- **Material to process**
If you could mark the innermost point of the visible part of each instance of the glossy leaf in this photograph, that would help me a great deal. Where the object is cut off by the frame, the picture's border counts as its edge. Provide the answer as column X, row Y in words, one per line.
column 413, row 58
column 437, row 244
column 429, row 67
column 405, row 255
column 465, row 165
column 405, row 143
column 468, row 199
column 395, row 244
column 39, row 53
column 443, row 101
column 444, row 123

- **Prompt**
For this exercise, give the entries above again with no difference at all.

- **Exercise output**
If you could mark the innermost point of the visible part of each instance of the glossy leaf in this photograph, that would help me a great deal. Where the object is cut off by the frame, the picture's border counts as its edge. Provide the answer as column X, row Y in words, one per line.
column 413, row 58
column 437, row 244
column 429, row 67
column 405, row 255
column 465, row 165
column 405, row 143
column 468, row 199
column 395, row 244
column 39, row 53
column 443, row 101
column 444, row 123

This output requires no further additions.